**OBJETIVO DE LA TAREA**
Según el fragmento sobre Íñigo, ¿qué dos cosas de sí mismo descubre Íñigo que son contradictorias?

**FRAGMENTO DE LA PÁGINA**
▬▬▬
Íñigo siempre ha vivido rápido. De un lado a otro, buscando fuera lo que diese sentido a su vida. La necesidad de hacerse un nombre y de labrarse un destino le ha tenido en constante movimiento, atento a las posibilidades, esperando que se diesen las condiciones para alcanzar una posición, una oportunidad, un reconocimiento, un título…
Es ahora, cuando tiene todo el tiempo del mundo y ninguna posibilidad de acelerar su sanación cuando, quizá por primera vez, mira hacia dentro. Se da cuenta de que no es sólo el mundo exterior un escenario donde acontecen drama y tragedia, triunfos y derrotas. También dentro de sí hay vida, humores cambiantes, ideas que le vienen sin saber muy bien de dónde, emociones que le transforman… Íñigo se vuelve hacia dentro.
Y comienza a intuir que Dios no habla sólo con las cosas que pasan fuera, sino también con las que acontecen en el interior de cada uno. A veces se siente confundido por sus estados de ánimo cambiantes. Se da cuenta de que sus aspiraciones de triunfo en el mundo y sus ideales de santidad son contradictorios. Y se pregunta, perplejo, cómo puede ser que esté tan confuso, que desee con tanta pasión alcanzar dos metas tan diferentes. Se desespera al no encontrar la respuesta. Y así se le van las semanas, recobrando lentamente las fuerzas, sacudido por esos deseos opuestos que se suceden tercamente.
▬▬▬
**DATOS EXTRAÍDOS**

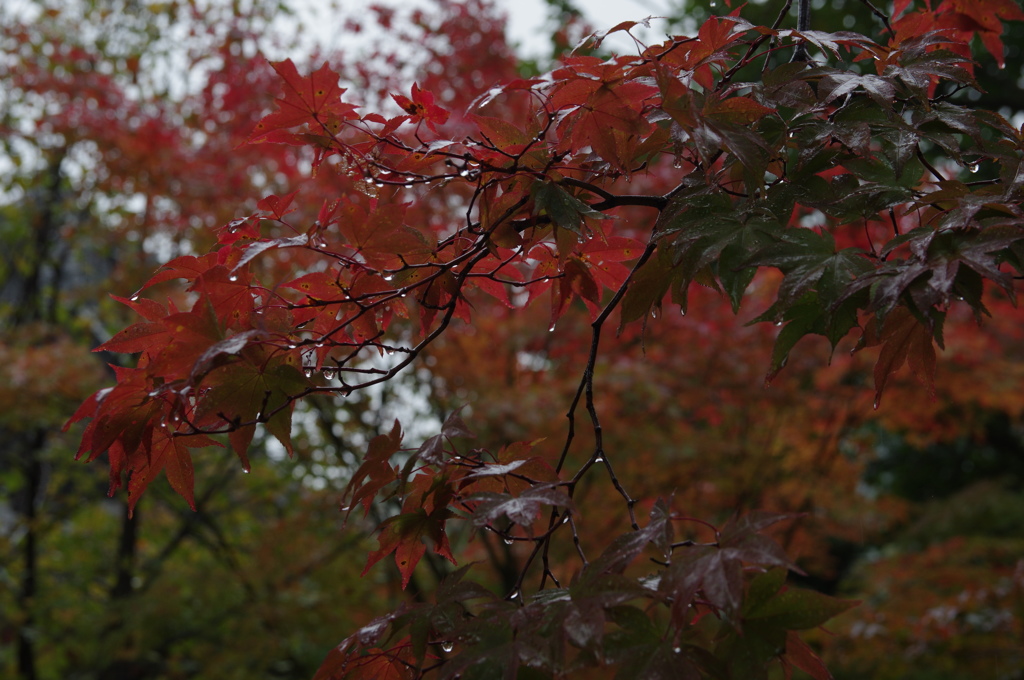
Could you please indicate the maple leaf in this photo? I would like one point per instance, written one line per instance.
(422, 108)
(903, 339)
(403, 535)
(310, 99)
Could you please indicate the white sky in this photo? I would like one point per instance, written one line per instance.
(527, 16)
(527, 19)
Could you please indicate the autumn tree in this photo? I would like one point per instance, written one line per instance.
(839, 182)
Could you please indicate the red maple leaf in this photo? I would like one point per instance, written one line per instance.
(311, 99)
(422, 108)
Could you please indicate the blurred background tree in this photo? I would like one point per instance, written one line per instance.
(121, 124)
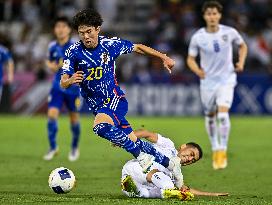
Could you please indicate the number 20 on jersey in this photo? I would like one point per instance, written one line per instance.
(95, 73)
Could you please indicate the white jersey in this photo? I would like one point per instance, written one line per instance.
(165, 146)
(216, 55)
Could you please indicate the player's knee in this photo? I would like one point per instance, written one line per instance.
(211, 114)
(102, 129)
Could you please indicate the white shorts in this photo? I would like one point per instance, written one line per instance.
(211, 99)
(134, 169)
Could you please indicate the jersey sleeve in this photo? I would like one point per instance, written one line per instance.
(164, 142)
(237, 38)
(121, 46)
(69, 62)
(193, 47)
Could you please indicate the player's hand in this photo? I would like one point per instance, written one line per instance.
(168, 63)
(239, 67)
(200, 73)
(77, 77)
(10, 79)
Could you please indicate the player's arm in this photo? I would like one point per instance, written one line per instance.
(66, 81)
(53, 66)
(204, 193)
(239, 67)
(192, 64)
(150, 136)
(10, 66)
(168, 63)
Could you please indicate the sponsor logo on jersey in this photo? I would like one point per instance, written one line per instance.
(225, 37)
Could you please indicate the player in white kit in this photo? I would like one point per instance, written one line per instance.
(214, 44)
(158, 182)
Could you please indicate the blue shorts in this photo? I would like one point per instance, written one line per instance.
(117, 108)
(58, 97)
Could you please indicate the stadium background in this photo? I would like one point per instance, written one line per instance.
(167, 25)
(26, 28)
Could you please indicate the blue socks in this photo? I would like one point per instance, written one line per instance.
(52, 128)
(75, 128)
(118, 137)
(149, 149)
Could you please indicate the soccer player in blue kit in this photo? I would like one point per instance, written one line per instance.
(58, 96)
(90, 63)
(5, 60)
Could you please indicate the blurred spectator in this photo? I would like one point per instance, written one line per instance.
(166, 25)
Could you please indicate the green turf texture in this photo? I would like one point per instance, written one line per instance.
(24, 175)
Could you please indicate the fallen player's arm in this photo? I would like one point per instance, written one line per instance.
(150, 136)
(66, 81)
(204, 193)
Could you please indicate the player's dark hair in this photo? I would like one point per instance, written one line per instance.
(63, 19)
(88, 17)
(197, 146)
(212, 4)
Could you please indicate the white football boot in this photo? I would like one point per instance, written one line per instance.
(73, 155)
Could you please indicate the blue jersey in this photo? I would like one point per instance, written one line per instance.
(98, 65)
(56, 53)
(5, 56)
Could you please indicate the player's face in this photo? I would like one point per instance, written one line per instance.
(188, 155)
(89, 35)
(62, 30)
(212, 17)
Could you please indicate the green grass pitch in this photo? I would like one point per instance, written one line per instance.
(24, 175)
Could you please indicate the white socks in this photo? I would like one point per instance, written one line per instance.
(224, 128)
(211, 128)
(162, 181)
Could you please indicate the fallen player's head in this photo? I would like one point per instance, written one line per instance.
(189, 153)
(87, 23)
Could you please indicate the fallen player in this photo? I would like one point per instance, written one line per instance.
(158, 182)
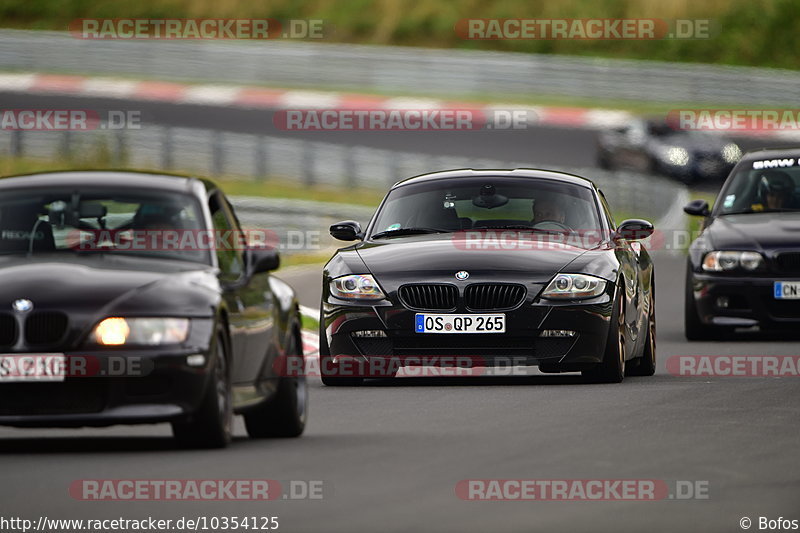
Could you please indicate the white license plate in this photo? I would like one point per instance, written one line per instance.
(32, 367)
(786, 290)
(427, 323)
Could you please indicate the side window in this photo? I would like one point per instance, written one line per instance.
(230, 259)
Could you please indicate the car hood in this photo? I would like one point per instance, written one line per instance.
(694, 143)
(755, 231)
(106, 284)
(438, 257)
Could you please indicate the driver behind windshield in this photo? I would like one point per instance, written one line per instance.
(548, 208)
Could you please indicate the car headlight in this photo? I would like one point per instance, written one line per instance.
(731, 153)
(356, 287)
(574, 287)
(675, 155)
(116, 331)
(723, 261)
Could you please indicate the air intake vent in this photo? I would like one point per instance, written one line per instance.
(433, 297)
(493, 296)
(788, 262)
(8, 330)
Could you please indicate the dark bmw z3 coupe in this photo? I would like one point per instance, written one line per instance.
(128, 297)
(744, 268)
(488, 268)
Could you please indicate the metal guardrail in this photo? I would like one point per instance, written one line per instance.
(410, 71)
(249, 156)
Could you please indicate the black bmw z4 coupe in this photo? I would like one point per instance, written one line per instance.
(743, 269)
(488, 268)
(128, 297)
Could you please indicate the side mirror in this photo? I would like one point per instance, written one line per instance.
(634, 229)
(263, 260)
(698, 208)
(348, 230)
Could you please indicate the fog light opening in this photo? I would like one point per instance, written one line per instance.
(558, 333)
(196, 360)
(370, 333)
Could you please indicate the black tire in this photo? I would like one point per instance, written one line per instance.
(327, 366)
(646, 364)
(612, 369)
(211, 426)
(693, 327)
(284, 415)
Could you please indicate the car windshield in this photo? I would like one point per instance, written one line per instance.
(79, 220)
(755, 189)
(457, 204)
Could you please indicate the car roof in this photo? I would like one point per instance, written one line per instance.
(524, 173)
(107, 178)
(771, 153)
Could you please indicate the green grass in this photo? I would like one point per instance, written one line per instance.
(271, 187)
(744, 32)
(695, 224)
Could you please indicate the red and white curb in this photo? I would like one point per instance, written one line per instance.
(263, 98)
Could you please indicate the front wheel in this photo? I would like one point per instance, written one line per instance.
(612, 369)
(694, 329)
(211, 425)
(283, 415)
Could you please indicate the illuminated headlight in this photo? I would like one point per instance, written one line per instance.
(731, 153)
(573, 287)
(720, 261)
(356, 287)
(116, 331)
(675, 155)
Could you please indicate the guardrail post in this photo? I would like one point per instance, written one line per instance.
(262, 159)
(118, 148)
(308, 163)
(65, 150)
(350, 176)
(16, 143)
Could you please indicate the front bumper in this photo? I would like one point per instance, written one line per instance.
(750, 301)
(521, 345)
(139, 387)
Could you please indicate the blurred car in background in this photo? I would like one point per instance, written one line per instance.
(653, 146)
(744, 268)
(423, 282)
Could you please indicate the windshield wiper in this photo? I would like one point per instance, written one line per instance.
(407, 231)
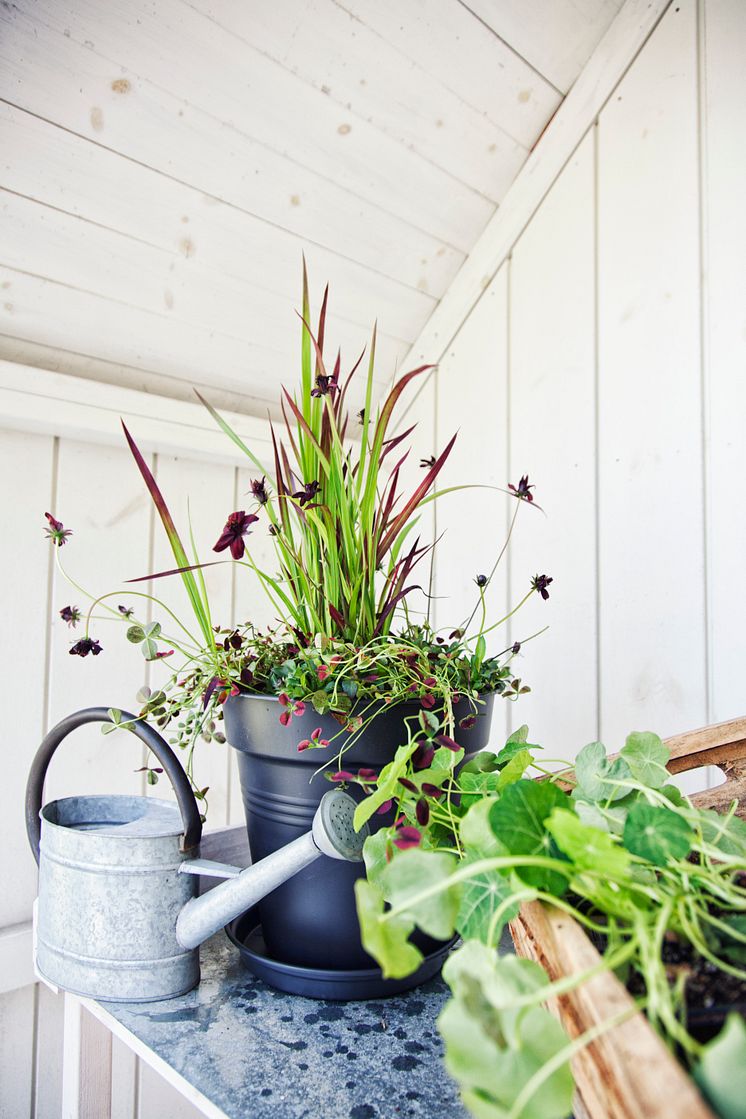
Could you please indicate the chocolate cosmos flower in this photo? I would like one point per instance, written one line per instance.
(85, 646)
(236, 527)
(540, 583)
(260, 490)
(522, 491)
(56, 532)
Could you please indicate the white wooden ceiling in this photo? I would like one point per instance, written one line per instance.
(163, 163)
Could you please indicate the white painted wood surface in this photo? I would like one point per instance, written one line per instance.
(553, 440)
(651, 542)
(163, 166)
(472, 397)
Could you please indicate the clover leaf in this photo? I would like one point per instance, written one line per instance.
(387, 940)
(595, 773)
(518, 821)
(589, 848)
(657, 835)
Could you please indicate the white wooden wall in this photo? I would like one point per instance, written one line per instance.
(606, 358)
(96, 490)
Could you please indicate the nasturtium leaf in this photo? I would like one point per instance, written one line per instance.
(475, 831)
(587, 847)
(414, 872)
(483, 762)
(595, 773)
(658, 835)
(733, 948)
(387, 786)
(517, 741)
(374, 854)
(518, 821)
(480, 897)
(726, 835)
(647, 758)
(494, 1053)
(387, 940)
(721, 1071)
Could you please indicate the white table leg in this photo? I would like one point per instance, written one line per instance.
(86, 1064)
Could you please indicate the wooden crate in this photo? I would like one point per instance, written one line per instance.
(629, 1072)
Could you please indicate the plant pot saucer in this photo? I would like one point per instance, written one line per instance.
(245, 932)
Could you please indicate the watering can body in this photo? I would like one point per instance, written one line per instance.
(117, 914)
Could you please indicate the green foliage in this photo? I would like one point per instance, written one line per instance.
(597, 777)
(494, 1051)
(721, 1071)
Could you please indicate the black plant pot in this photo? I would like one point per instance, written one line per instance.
(311, 920)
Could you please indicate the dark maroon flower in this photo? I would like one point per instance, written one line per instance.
(56, 530)
(423, 755)
(260, 490)
(522, 491)
(236, 527)
(85, 646)
(315, 739)
(540, 583)
(422, 811)
(407, 837)
(309, 491)
(71, 614)
(326, 385)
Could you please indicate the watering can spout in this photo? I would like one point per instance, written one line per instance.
(332, 834)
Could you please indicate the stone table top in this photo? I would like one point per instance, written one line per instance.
(256, 1053)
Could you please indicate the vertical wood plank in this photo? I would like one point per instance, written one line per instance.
(17, 1053)
(553, 440)
(200, 495)
(723, 52)
(651, 551)
(49, 1053)
(472, 382)
(26, 462)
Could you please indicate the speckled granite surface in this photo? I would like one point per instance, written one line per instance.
(260, 1054)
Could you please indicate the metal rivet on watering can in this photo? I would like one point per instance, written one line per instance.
(117, 917)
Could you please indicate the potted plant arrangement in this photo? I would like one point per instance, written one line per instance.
(610, 847)
(352, 685)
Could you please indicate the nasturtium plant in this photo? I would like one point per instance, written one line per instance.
(611, 843)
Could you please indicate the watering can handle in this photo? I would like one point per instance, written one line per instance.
(192, 825)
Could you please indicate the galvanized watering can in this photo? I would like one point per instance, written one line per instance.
(119, 918)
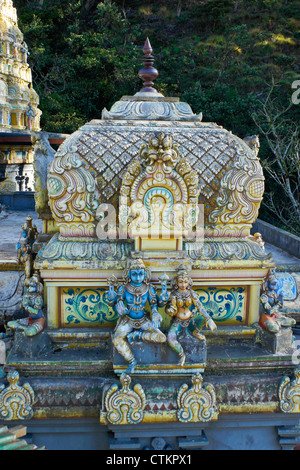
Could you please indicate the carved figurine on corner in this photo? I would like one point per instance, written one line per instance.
(271, 319)
(178, 307)
(129, 301)
(33, 305)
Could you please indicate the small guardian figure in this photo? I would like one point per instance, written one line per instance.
(33, 304)
(271, 319)
(135, 323)
(183, 318)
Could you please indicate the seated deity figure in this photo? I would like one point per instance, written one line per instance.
(33, 304)
(271, 319)
(183, 318)
(134, 322)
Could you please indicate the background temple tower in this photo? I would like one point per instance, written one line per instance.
(19, 113)
(18, 100)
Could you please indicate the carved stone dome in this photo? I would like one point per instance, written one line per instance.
(90, 166)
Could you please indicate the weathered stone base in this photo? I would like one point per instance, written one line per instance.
(161, 359)
(25, 347)
(275, 342)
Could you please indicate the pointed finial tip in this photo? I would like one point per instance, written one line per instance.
(147, 47)
(148, 73)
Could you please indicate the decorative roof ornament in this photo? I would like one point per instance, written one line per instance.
(148, 103)
(148, 72)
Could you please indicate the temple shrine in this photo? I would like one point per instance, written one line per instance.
(152, 317)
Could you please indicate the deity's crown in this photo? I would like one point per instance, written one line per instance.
(136, 264)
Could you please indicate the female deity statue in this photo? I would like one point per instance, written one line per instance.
(129, 301)
(178, 307)
(271, 303)
(33, 305)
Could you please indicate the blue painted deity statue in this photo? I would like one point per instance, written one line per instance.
(33, 305)
(271, 318)
(134, 322)
(181, 300)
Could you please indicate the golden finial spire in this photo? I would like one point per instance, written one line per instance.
(148, 72)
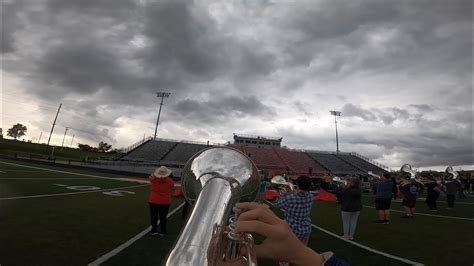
▬▬▬
**RESPUESTA DEL EJERCICIO**
Sus aspiraciones de triunfo en el mundo y sus ideales de santidad.